• Aufgabe: Entnimm dem Text über das Frauenwahlrecht wörtlich die Passage, die mit „1913 wurde das“ beginnt und bis einschließlich „aktive folgte 1919).“ reicht.

• Vorliegender Text:
1913 wurde das allgemeine Frauenwahlrecht in Norwegen durch eine neue Gesetzgebung und 1915 in Dänemark durch Änderung der dänischen Verfassung eingeführt. 1917 wurde in den Niederlanden das passive Wahlrecht eingeführt (das aktive folgte 1919).
Nach der Februarrevolution im Jahr 1917 erreichten die Frauen in Russland das aktive und passive Wahlrecht. Sie waren sowohl an den Wahlen zu den Sowjets als auch zu den Stadtdumas zugelassen. Nach der Oktoberrevolution 1917 wurde das Frauenwahlrecht in der Verfassung der RSFSR vom 10. Juli 1918 festgeschrieben.[2]
Am 6. Februar 1918 folgte das Vereinigte Königreich mit dem Representation of the People Act 1918, auch wenn das Wahlrecht zunächst auf Frauen über 30 eingeschränkt blieb, falls sie selbst oder ihre Ehegatten das an Besitz gebundene kommunale Stimmrecht besaßen. Volle elektorale Gleichberechtigung wurde am 2. Juli 1928 gewährt.[3]
Am 28. November 1918 wurde in Polen, das nach dem Ersten Weltkrieg seine Unabhängigkeit wiedererlangt hatte, per Staatsdekret das allgemeine Wahlrecht für Frauen eingeführt. Die ersten acht Frauen zogen 1919 in den neu gewählten Sejm. Bereits vor 1795 und den Teilungen Polens (1772, 1793 und 1795) hatten Steuern zahlende Frauen partielles Wahlrecht genossen.

• Datenabschnitt:
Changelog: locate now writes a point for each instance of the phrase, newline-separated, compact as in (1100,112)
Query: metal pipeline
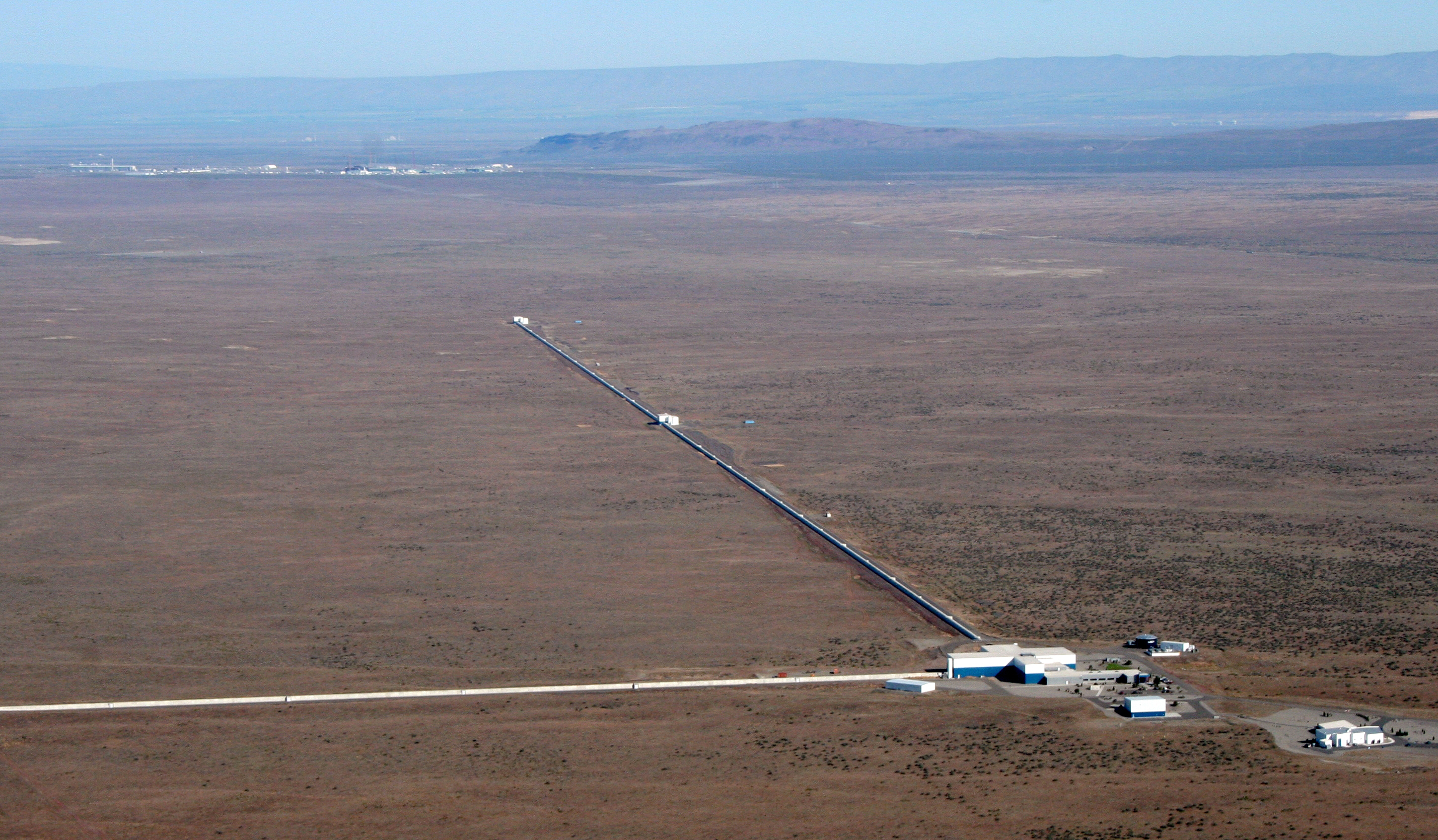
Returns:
(908,592)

• Antwort:
1913 wurde das allgemeine Frauenwahlrecht in Norwegen durch eine neue Gesetzgebung und 1915 in Dänemark durch Änderung der dänischen Verfassung eingeführt. 1917 wurde in den Niederlanden das passive Wahlrecht eingeführt (das aktive folgte 1919).